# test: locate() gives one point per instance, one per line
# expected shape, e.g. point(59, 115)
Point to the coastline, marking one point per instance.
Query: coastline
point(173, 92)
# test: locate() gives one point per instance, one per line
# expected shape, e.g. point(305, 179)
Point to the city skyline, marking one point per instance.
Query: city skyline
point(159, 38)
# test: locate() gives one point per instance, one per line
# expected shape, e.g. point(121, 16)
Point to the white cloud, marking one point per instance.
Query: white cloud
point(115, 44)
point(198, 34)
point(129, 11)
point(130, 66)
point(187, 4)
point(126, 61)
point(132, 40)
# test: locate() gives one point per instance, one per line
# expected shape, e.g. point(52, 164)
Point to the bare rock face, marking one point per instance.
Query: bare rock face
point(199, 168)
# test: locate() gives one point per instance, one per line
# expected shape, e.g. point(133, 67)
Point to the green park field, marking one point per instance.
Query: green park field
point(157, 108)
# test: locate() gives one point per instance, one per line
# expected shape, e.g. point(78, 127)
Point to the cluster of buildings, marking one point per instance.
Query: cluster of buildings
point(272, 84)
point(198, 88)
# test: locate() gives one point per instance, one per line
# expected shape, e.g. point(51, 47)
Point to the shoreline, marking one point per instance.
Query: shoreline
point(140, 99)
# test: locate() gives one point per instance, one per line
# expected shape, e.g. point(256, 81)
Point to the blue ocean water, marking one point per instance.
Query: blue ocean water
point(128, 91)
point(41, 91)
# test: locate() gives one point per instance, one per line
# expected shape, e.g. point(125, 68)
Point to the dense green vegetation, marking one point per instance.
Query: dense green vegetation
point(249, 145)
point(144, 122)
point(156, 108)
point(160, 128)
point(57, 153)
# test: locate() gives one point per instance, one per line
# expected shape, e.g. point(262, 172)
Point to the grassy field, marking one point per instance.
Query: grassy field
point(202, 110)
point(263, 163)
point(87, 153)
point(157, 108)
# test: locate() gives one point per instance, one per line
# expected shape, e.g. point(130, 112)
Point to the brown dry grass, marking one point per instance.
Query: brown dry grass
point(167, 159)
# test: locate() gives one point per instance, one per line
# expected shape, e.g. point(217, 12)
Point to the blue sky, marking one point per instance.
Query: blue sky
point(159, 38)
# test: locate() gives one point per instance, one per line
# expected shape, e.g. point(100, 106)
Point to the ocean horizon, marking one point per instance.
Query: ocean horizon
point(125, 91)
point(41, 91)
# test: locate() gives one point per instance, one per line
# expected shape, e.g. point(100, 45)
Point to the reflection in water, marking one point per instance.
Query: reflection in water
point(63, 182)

####################

Prompt — Could you write out only the lines of the listing above from the one that contains "Point to the dense" through its final line, exactly and inclusive?

Result of the exercise —
Point to the dense green vegetation, marking one point per instance.
Query: dense green vegetation
point(249, 145)
point(144, 122)
point(156, 108)
point(160, 128)
point(57, 153)
# test: locate() gives one point per instance, one per line
# expected shape, e.g. point(262, 172)
Point to the grassy field, marking one point per instance.
Query: grassy field
point(202, 110)
point(263, 163)
point(87, 153)
point(157, 108)
# test: locate() gives one point per instance, one per line
# expected shape, e.g. point(130, 112)
Point to the brown dry grass, marking one point per instance.
Query: brown dry grass
point(167, 159)
# test: locate() gives one point per instance, one per line
# expected shape, e.g. point(217, 12)
Point to the blue sky, marking one point per instance.
Query: blue sky
point(159, 38)
# test: locate() gives one point per instance, one per line
# expected shape, e.g. point(100, 106)
Point to the ocean horizon, marking one point per instance.
Query: ocean horizon
point(125, 91)
point(41, 91)
# test: locate() gives one point per instance, one per line
# expected shape, e.g. point(100, 45)
Point to the reflection in water, marking one point per instance.
Query: reflection in water
point(63, 182)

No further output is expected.